_TASK PROMPT_
Copy every one of the following lines verbatim, character for character.

═════ MATERIAL FOR THIS EXERCISE ═════

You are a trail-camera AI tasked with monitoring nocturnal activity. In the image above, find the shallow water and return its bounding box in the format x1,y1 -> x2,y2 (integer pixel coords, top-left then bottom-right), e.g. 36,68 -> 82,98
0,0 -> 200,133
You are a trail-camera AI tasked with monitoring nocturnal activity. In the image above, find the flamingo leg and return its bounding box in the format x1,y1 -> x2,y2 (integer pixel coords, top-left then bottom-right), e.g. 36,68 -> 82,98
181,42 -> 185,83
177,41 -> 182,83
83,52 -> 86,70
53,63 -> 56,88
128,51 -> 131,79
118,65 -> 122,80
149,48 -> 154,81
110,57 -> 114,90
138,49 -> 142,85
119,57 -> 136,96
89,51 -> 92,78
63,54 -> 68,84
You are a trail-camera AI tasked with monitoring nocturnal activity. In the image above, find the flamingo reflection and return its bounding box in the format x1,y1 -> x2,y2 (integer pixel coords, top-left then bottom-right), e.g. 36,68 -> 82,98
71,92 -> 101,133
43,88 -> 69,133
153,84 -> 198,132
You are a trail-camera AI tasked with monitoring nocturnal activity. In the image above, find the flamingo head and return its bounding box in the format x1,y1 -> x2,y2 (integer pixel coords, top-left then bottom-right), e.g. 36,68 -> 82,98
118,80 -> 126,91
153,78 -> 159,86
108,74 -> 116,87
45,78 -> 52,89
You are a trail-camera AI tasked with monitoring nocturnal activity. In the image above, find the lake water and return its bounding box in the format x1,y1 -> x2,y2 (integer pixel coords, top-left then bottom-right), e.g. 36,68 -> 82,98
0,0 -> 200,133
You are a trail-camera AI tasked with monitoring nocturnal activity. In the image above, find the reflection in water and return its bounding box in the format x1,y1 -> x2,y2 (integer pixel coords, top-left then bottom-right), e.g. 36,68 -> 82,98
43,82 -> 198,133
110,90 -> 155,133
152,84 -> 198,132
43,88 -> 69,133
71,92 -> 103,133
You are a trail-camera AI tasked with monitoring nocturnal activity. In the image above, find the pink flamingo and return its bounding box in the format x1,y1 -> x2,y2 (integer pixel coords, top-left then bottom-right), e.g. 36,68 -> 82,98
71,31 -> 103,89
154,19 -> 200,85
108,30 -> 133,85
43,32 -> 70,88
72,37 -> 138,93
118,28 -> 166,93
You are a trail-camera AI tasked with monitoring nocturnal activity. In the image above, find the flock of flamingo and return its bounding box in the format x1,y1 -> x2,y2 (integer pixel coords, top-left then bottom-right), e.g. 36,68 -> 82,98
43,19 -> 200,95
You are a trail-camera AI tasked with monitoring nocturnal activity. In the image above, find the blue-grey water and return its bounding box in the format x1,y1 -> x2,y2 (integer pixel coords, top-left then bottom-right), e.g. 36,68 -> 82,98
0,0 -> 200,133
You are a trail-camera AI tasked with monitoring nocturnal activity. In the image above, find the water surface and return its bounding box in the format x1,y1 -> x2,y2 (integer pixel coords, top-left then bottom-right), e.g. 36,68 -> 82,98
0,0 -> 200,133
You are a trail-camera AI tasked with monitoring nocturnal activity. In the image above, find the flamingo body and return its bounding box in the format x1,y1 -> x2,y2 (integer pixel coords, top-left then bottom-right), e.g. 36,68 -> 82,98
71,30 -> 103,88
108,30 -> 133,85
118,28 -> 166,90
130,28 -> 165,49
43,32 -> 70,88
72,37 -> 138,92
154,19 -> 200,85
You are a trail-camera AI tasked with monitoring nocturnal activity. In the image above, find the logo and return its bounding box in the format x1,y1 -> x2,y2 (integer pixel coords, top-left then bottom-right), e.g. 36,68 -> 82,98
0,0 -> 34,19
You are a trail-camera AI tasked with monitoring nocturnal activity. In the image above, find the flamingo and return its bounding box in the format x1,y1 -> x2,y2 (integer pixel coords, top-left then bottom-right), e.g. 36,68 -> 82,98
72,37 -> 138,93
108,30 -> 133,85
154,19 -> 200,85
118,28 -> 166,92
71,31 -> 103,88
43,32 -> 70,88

═════

_THE ANSWER_
You are a trail-camera AI tasked with monitoring nocturnal activity. In the image above, find the shallow water and return its bounding box in the format x1,y1 -> x2,y2 (integer pixel coords, top-left then bottom-right), e.g. 36,68 -> 82,98
0,0 -> 200,133
You are a trail-camera AI tasked with monitoring nocturnal activity. In the image above, find the flamingo leg and return its bounding box in the format x1,y1 -> x2,y2 (integer pixel coords, top-left then bottom-right), e.g. 36,68 -> 82,98
181,42 -> 185,83
177,41 -> 182,83
83,52 -> 86,70
53,63 -> 56,88
128,51 -> 131,79
118,65 -> 122,80
149,48 -> 154,81
110,57 -> 114,90
138,49 -> 142,85
119,57 -> 136,96
89,51 -> 92,78
63,54 -> 68,84
You are a trail-camera AI tasked with monitoring nocturnal activity. In the image above, find the flamingo reflection and return its bounding box in the format x1,y1 -> x2,y2 (integer pixel coords, top-left then bottom-right), e.g. 36,68 -> 82,98
71,92 -> 101,133
43,88 -> 69,133
153,84 -> 198,132
You are a trail-camera AI tasked with monitoring nocturnal activity. In the image above, find the flamingo head and return its bounding box in the format x1,y1 -> x2,y2 (integer pixel coords, top-left then bottom-right), e.g. 36,68 -> 82,98
118,80 -> 126,91
153,78 -> 159,86
108,74 -> 116,87
45,78 -> 52,89
You are a trail-camera AI tasked with monitoring nocturnal activity. In the image above, find the lake water and return its bounding box in the format x1,y1 -> x2,y2 (integer pixel coords, top-left then bottom-right), e.g. 36,68 -> 82,98
0,0 -> 200,133
You are a trail-camera AI tasked with monitoring nocturnal activity. In the image above, find the reflection in water and return its bounding box in the format x1,y1 -> x2,y2 (integer pixel coords, top-left then bottom-right), e.g. 36,68 -> 82,98
43,82 -> 198,133
110,90 -> 155,133
152,84 -> 198,132
43,88 -> 69,133
71,92 -> 103,133
You are a trail-camera AI tasked with monitoring nocturnal activity. In the image above, find the pink flamingo and return its bounding box in the format x1,y1 -> x2,y2 (integer pixel coords, top-left then bottom-right), e.g. 36,68 -> 82,98
71,31 -> 103,89
154,19 -> 200,85
108,30 -> 133,85
43,32 -> 70,88
72,37 -> 138,93
118,28 -> 166,93
You are a trail-camera AI tasked with monitoring nocturnal activity. In the image above, find the flock of flamingo and return its bounding box in the format x1,y1 -> x2,y2 (integer pixel coords, top-left then bottom-right), e.g. 36,68 -> 82,98
43,19 -> 200,95
You are a trail-camera AI tasked with monitoring nocturnal activity. In the image above, find the blue-grey water and return its bounding box in the format x1,y1 -> x2,y2 (integer pixel coords, top-left then bottom-right), e.g. 36,68 -> 82,98
0,0 -> 200,133
You are a trail-camera AI tasked with monitoring nocturnal activity. In the image above, find the water surface and return its bounding box in the format x1,y1 -> x2,y2 (integer pixel coords, top-left then bottom-right), e.g. 36,68 -> 82,98
0,0 -> 200,133
You are a trail-camera AI tasked with monitoring nocturnal activity. In the image above, find the flamingo body and return its bounding box in the format x1,y1 -> x2,y2 (integer pixel coords, top-left then bottom-right), e.g. 36,68 -> 82,98
71,30 -> 103,88
108,30 -> 133,85
118,28 -> 166,90
130,28 -> 165,49
43,32 -> 70,88
72,37 -> 138,92
154,19 -> 200,85
You are a trail-camera AI tasked with monitoring nocturnal activity. In the image above, find the logo and return its bounding box in the format x1,y1 -> x2,y2 (integer pixel coords, top-left then bottom-right), e.g. 36,68 -> 82,98
0,0 -> 34,19
You are a trail-camera AI tasked with monitoring nocturnal activity. In the image above, find the flamingo and return its bounding box in the format x1,y1 -> x2,y2 (integer pixel coords, top-left then bottom-right), e.g. 36,68 -> 82,98
72,37 -> 138,93
108,30 -> 133,85
154,19 -> 200,85
118,28 -> 166,92
71,31 -> 103,88
43,32 -> 70,88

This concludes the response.